* WORK TO COMPLETE *
Repeat each of the items below word for word, without changing anything.

***

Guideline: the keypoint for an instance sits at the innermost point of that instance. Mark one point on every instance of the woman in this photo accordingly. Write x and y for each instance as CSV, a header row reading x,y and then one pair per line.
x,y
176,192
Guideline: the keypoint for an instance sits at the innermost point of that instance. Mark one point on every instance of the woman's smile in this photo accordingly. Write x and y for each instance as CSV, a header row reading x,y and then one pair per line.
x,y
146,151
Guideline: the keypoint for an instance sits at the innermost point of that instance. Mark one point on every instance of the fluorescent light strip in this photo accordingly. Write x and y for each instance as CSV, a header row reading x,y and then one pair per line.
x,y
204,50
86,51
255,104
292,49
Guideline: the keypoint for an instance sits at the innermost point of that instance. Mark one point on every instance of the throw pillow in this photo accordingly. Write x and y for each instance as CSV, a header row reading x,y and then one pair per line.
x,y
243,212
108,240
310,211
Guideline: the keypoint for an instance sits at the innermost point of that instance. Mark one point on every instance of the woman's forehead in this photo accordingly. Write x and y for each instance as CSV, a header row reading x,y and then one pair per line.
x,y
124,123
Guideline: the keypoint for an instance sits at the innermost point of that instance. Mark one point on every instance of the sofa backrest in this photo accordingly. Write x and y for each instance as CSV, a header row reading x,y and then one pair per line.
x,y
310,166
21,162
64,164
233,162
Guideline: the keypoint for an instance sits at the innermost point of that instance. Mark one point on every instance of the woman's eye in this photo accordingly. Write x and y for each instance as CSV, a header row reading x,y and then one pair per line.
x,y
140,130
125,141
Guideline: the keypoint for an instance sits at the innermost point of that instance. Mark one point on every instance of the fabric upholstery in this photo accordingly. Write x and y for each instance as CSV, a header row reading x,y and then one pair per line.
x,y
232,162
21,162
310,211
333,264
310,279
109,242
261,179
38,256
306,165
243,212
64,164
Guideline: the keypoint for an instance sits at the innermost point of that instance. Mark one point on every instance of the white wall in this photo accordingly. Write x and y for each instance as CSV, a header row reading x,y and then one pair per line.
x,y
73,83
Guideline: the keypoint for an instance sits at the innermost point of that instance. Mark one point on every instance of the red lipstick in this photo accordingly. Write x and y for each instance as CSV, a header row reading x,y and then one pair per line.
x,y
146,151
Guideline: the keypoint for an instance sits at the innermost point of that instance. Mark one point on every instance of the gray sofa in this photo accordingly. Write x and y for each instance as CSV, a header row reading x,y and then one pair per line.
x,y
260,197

***

* THE SOLUTION *
Guideline: the keypoint for an instance sits at the innermost point of that instance. Mark one point on every instance of the woman in this photo accordingly. Write x and y for each instance as CSV, a header row reading x,y and then one pair per line.
x,y
176,192
Guideline: the keypoint for an instance sits at the innermost point of that instance. Mark one point on every instance of the woman's smile in this photo accordingly. Write x and y for each instance as CSV, a header row reading x,y and then one pair per line.
x,y
146,151
Guideline: the keypoint for an instance sits at the innermost point of that instance. Mark one point on every instance of the fluorescent light strip in this photo accordingly. Write x and y for each instance as CSV, a header row reading x,y and then one pair per line.
x,y
204,50
86,51
255,104
292,49
Guideline: the keypoint for an instance sits at the innermost point of that instance. Mark one point on every instance of the throw pillow in this photo accordingly. Write x and y for each instance as CSV, a header row reading x,y and then one pair per line.
x,y
243,212
108,240
310,211
Guideline: the keypoint for an instance sits at the innermost point of that instance. Mark one point on every instance of the woman's forehead in this photo accordingly. Write x and y for each instance as CSV, a header row reading x,y and then one pair per line.
x,y
124,123
Guideline: the keypoint for an instance sits at the innermost point of that instance. Mark one point on every instance of the sofa backrest in this photo accordingly. Write x and y for each instance as CSV, a header row reading x,y and then one pair per line.
x,y
310,166
21,162
64,164
233,162
Guideline: the keypoint for an instance sits at the innermost point of that instance. Mark one point on every instance of the woman's eye in this photo accordingly. Write x and y for each instance as CSV, a header row reading x,y and then one pair per line.
x,y
140,130
125,141
Guideline: the keypoint for an instance sits at the innermost point of that instance. Mark one point on every instance of the fabric upholstery in this photo accordingly. Write x and y for each instance as CSV, a header row reading x,y and then one pair per line.
x,y
232,162
21,162
310,211
333,264
310,279
109,242
261,179
38,256
306,165
243,212
64,164
Guideline: the keypoint for an instance sits at the innermost point of that instance. Mark one point on every instance of the white wall in this photo accordingly. Write x and y for each instance as CSV, a header row reading x,y and then one pair per line.
x,y
73,83
Guideline: the keypoint for an instance sits at the innermost point of that instance. Mark one point on every instance of the red lipstick in this photo accordingly. Write x and y for each instance as CSV, a header row reading x,y and then one pair per line.
x,y
146,151
Guideline: the keypoint for an instance sits at the innermost point of that instance. Mark one point on every instance of the gray sofa in this photo accordingly. Write x and y for each instance as CSV, a header row reading x,y and then one pair per line.
x,y
260,197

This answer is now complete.